Objective:
Reproduce every line of the data below, starting at its beginning and ending with the line that contains "x=1066 y=470". Scale the x and y coordinates given as answers by 0.8 and round each to a whole number with halves going up, leaving all other numbers as they are.

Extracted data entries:
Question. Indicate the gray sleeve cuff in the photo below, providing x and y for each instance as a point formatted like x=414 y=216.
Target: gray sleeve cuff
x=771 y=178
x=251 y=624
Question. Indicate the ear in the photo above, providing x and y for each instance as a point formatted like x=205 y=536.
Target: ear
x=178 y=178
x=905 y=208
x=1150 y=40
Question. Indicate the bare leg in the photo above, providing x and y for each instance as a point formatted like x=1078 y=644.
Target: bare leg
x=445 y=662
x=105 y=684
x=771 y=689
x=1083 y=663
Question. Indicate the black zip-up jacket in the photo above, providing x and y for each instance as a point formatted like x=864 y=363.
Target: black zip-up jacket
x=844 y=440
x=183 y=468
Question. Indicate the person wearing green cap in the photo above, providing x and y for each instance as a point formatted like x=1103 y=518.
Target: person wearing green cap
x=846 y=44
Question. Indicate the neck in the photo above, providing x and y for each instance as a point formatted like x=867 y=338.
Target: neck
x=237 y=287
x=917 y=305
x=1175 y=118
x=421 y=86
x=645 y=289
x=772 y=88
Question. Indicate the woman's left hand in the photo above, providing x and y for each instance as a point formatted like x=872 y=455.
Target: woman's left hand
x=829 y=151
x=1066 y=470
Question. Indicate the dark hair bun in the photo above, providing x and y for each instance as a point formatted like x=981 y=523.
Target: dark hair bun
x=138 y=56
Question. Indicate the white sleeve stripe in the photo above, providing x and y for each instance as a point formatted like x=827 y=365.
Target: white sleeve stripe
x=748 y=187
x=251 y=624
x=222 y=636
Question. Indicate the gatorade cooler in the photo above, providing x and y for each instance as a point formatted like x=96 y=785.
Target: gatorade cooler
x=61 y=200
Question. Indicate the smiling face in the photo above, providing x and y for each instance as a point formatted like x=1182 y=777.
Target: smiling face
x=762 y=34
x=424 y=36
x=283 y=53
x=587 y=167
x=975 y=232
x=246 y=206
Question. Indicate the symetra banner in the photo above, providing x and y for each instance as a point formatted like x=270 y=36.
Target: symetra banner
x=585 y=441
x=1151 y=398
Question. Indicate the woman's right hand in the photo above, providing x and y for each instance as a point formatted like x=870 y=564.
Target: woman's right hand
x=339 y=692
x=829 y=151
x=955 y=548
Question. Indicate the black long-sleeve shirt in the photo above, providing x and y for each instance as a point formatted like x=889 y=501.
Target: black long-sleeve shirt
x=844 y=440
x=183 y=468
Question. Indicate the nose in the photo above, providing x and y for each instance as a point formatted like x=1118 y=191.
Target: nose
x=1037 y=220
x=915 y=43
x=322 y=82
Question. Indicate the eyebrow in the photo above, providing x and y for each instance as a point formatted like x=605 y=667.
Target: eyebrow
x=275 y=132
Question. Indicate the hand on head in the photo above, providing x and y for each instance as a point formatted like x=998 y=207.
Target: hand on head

Answer to the exercise:
Question. Indicate the gray sleeve cuff in the photo below, providing x and y for each instance as a point formatted like x=414 y=216.
Target: gray sleeve cuff
x=617 y=142
x=201 y=499
Question. Indicate the ear in the photo above, providing x and y for each instance as a point formatted like x=205 y=536.
Target: ear
x=142 y=142
x=724 y=166
x=920 y=32
Question. Indicate the bare leg in the photo above, providing x and y for each instance as a point formatted like x=1078 y=644.
Target: bare leg
x=356 y=530
x=84 y=547
x=617 y=551
x=866 y=530
Question. Indicate the black zip-up jacket in the photo above, providing x and y for each instance as a point formatted like x=864 y=363.
Target: black zip-up jacket
x=675 y=352
x=146 y=374
Question. Indicate the person wearing green cap in the photo above, providing x and y for each instance as a point formatted like x=1103 y=518.
Target: person wearing green cap
x=677 y=35
Question. Indicate the neck in the photo above, providing x and y for each instance as a point formatted like x=867 y=338.
Target: neck
x=190 y=230
x=734 y=244
x=940 y=94
x=337 y=69
x=516 y=231
x=618 y=70
Question. Indicate the woman's left hand in the photo above, providing x and y for each instance as a point formatted like x=872 y=455.
Target: woman's left hand
x=663 y=121
x=853 y=376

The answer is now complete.